### TO DO
Across the listing that follows, establish how many lines contain the string "jacket" and provide that number by itself.

+++ PROVIDED RECORDS

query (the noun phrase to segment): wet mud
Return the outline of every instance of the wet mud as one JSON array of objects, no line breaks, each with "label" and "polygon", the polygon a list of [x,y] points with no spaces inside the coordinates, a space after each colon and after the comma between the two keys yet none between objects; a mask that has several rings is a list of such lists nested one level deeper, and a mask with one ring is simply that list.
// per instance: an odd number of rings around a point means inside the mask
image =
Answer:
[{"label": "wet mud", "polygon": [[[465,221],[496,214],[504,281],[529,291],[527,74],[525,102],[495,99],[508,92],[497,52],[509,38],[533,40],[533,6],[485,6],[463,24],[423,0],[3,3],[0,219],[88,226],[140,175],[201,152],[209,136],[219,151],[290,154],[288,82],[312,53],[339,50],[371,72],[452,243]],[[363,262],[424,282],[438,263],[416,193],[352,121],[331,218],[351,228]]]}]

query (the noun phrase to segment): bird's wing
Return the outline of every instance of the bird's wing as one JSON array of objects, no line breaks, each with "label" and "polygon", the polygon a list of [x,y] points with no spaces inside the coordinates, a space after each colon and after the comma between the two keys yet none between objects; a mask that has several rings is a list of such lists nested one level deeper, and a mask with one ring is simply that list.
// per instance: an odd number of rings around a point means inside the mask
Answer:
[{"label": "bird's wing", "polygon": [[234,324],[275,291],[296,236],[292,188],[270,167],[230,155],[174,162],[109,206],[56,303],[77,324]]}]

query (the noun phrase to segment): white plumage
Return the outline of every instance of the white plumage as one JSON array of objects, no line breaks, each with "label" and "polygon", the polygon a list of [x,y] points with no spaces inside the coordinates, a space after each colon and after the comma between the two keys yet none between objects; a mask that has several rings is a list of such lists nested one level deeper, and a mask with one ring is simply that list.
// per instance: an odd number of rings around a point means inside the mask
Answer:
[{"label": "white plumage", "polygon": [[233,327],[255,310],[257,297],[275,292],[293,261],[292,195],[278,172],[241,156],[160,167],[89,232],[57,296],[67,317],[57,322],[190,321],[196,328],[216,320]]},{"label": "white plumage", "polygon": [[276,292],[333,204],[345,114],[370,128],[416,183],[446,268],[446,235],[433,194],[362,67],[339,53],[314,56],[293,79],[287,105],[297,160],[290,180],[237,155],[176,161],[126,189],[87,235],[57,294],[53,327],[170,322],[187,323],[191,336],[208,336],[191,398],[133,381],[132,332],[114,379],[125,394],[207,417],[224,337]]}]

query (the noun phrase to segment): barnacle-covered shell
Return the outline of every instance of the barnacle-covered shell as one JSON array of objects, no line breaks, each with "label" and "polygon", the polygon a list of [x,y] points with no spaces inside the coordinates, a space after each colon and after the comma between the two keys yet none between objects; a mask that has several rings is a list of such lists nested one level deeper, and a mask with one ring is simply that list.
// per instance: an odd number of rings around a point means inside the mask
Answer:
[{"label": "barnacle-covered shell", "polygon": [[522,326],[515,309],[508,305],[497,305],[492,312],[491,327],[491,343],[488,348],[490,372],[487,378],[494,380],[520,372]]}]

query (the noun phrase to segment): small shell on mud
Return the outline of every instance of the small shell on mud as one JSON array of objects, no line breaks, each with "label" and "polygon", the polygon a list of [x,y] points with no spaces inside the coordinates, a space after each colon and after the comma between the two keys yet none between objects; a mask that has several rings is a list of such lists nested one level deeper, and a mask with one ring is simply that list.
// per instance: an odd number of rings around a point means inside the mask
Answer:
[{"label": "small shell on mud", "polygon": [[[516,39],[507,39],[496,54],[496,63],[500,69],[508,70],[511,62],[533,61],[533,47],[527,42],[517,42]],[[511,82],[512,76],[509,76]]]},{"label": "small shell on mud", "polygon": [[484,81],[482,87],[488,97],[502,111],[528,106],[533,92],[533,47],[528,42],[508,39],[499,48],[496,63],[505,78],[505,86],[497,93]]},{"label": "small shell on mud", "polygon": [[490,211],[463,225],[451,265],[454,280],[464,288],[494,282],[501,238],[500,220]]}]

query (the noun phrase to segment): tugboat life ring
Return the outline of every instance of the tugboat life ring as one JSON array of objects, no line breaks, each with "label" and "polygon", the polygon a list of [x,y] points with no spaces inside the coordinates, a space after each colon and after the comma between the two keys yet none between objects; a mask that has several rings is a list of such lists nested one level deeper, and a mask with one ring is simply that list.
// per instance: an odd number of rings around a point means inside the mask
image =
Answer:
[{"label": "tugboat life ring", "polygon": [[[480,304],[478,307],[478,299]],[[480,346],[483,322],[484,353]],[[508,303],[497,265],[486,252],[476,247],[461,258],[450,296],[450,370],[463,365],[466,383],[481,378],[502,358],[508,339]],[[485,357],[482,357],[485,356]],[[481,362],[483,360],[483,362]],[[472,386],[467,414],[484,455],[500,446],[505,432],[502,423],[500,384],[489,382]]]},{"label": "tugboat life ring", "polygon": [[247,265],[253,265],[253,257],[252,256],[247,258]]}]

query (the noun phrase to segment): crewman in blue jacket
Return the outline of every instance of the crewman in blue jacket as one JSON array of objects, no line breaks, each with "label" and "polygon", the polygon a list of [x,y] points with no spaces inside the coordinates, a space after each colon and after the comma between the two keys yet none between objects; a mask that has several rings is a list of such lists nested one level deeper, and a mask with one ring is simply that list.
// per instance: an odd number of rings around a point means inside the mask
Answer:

++++++

### ANSWER SECTION
2